• _PROBLEM TO WORK ON_: Output, unchanged, the part of the rows below that opens with the line containing "Drop a point on every instance of the white pitch" and runs through the final row, both ends included.

• _Rows contained in a dataset_:
########################################
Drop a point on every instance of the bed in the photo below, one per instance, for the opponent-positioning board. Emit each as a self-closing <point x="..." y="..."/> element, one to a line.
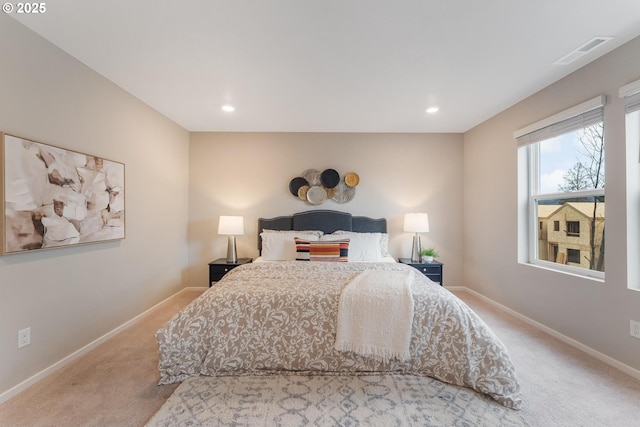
<point x="284" y="316"/>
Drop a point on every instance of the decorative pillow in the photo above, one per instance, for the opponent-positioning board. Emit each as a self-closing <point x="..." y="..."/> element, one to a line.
<point x="328" y="251"/>
<point x="277" y="246"/>
<point x="384" y="240"/>
<point x="362" y="246"/>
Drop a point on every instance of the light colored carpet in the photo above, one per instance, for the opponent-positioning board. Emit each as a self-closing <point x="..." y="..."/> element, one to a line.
<point x="115" y="384"/>
<point x="292" y="400"/>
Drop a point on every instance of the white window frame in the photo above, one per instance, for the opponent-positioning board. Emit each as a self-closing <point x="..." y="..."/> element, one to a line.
<point x="630" y="93"/>
<point x="531" y="150"/>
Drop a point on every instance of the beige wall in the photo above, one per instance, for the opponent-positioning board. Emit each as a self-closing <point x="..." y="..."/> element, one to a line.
<point x="248" y="174"/>
<point x="594" y="313"/>
<point x="72" y="296"/>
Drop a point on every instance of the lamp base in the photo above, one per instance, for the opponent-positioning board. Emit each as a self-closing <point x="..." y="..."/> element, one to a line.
<point x="232" y="255"/>
<point x="417" y="247"/>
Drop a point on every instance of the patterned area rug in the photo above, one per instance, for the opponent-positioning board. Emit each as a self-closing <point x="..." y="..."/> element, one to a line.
<point x="297" y="400"/>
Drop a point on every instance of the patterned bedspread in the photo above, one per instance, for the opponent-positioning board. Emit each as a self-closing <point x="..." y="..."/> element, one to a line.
<point x="267" y="318"/>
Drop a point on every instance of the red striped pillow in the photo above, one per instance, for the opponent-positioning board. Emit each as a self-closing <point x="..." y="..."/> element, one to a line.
<point x="327" y="251"/>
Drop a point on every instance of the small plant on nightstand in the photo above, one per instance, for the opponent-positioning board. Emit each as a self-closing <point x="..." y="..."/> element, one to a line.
<point x="428" y="254"/>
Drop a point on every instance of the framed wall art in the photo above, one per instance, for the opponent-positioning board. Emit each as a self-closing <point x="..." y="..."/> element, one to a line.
<point x="53" y="197"/>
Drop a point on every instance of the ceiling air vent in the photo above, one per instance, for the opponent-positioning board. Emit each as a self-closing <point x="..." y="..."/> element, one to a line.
<point x="582" y="50"/>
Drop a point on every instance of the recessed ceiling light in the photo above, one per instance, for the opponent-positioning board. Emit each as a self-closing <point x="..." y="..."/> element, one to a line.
<point x="582" y="50"/>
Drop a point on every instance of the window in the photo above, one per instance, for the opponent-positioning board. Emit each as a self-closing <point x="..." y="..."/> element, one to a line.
<point x="631" y="95"/>
<point x="561" y="172"/>
<point x="573" y="228"/>
<point x="573" y="256"/>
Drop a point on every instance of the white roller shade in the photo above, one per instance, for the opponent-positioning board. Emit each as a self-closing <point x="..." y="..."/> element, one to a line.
<point x="583" y="115"/>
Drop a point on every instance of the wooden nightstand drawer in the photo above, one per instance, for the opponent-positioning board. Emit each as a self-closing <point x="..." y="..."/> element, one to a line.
<point x="220" y="267"/>
<point x="433" y="270"/>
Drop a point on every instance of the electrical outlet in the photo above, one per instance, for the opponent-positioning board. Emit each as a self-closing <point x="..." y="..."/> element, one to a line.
<point x="24" y="337"/>
<point x="635" y="329"/>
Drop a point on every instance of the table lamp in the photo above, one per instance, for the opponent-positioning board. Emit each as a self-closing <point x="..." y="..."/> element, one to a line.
<point x="416" y="223"/>
<point x="231" y="226"/>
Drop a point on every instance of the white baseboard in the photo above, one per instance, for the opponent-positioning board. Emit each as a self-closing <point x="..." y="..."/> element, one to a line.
<point x="577" y="344"/>
<point x="8" y="394"/>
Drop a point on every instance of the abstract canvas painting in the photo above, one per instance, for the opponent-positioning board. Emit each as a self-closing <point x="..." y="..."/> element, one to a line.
<point x="53" y="197"/>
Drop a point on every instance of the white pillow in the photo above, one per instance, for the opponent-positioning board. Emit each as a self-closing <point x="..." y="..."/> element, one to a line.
<point x="362" y="246"/>
<point x="384" y="240"/>
<point x="281" y="246"/>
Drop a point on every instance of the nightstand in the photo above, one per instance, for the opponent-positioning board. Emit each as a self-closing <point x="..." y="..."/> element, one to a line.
<point x="433" y="270"/>
<point x="220" y="267"/>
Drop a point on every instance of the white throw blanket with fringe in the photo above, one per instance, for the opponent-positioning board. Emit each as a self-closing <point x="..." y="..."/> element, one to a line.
<point x="375" y="315"/>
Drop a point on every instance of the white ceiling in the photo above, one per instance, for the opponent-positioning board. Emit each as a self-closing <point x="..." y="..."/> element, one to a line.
<point x="332" y="65"/>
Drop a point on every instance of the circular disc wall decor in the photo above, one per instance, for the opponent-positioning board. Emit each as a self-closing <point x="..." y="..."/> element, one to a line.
<point x="344" y="193"/>
<point x="314" y="187"/>
<point x="316" y="195"/>
<point x="312" y="176"/>
<point x="330" y="178"/>
<point x="351" y="179"/>
<point x="302" y="192"/>
<point x="295" y="184"/>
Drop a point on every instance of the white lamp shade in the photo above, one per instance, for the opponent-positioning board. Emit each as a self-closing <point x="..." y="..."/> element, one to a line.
<point x="231" y="225"/>
<point x="416" y="223"/>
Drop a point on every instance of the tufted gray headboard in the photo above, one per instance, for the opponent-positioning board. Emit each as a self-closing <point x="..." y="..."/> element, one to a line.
<point x="326" y="221"/>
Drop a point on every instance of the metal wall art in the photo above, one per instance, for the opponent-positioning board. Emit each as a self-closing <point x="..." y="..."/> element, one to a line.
<point x="52" y="197"/>
<point x="315" y="186"/>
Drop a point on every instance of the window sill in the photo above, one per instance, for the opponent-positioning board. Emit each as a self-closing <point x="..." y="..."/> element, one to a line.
<point x="567" y="270"/>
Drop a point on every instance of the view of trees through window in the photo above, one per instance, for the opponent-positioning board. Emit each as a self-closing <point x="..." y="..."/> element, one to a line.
<point x="570" y="199"/>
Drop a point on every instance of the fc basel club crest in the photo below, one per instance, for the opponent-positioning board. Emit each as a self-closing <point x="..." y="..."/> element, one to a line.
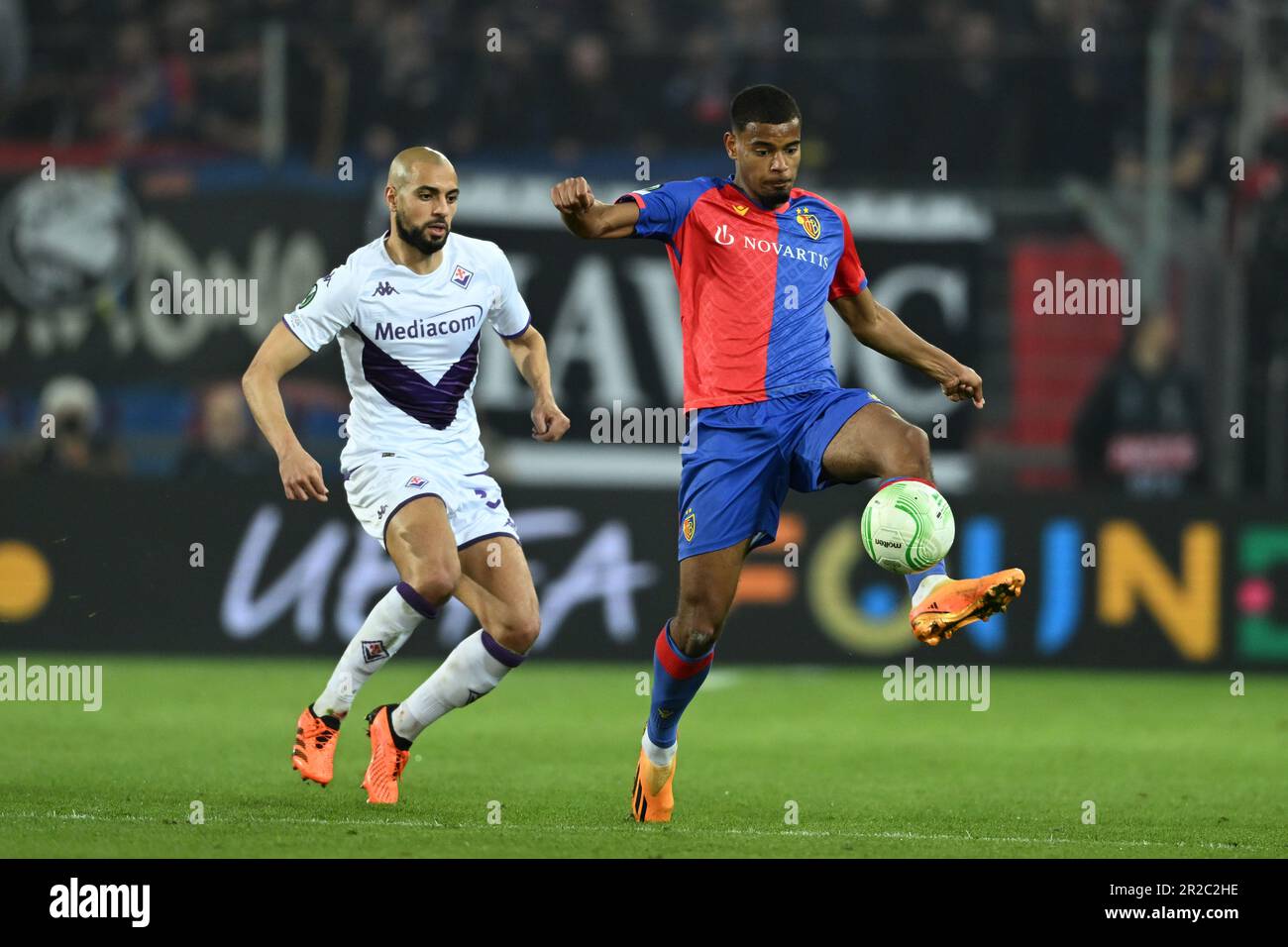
<point x="809" y="223"/>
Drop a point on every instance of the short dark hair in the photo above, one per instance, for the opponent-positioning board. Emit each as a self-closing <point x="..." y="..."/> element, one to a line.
<point x="764" y="105"/>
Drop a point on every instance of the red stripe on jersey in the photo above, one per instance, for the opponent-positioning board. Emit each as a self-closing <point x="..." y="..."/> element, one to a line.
<point x="849" y="275"/>
<point x="726" y="315"/>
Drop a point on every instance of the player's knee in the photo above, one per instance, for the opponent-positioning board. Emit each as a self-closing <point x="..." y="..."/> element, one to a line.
<point x="436" y="582"/>
<point x="518" y="631"/>
<point x="697" y="626"/>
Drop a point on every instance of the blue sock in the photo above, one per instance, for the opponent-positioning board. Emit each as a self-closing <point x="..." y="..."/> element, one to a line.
<point x="677" y="680"/>
<point x="938" y="569"/>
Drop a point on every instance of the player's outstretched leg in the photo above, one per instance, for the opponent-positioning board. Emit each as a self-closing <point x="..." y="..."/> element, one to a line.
<point x="382" y="633"/>
<point x="494" y="585"/>
<point x="682" y="660"/>
<point x="877" y="442"/>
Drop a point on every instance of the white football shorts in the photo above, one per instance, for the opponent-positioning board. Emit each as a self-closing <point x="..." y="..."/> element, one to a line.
<point x="381" y="486"/>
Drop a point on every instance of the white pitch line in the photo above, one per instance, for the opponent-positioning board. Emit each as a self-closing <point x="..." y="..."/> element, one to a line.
<point x="565" y="827"/>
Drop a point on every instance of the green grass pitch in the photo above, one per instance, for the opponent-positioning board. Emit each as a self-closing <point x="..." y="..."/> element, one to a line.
########################################
• _TASK RESPONSE_:
Drop a point on every instance of the white pitch line in the photo above, one per instance, for the opponent-positioning board. Emit each as a self-closing <point x="..." y="..."/> element, one to a line.
<point x="565" y="827"/>
Drop a point on every instance of the green grass pitch in the photo above, one per instance, for the opponent-positioning board. Emit each as a self-closing <point x="..." y="..."/> element, one to a line.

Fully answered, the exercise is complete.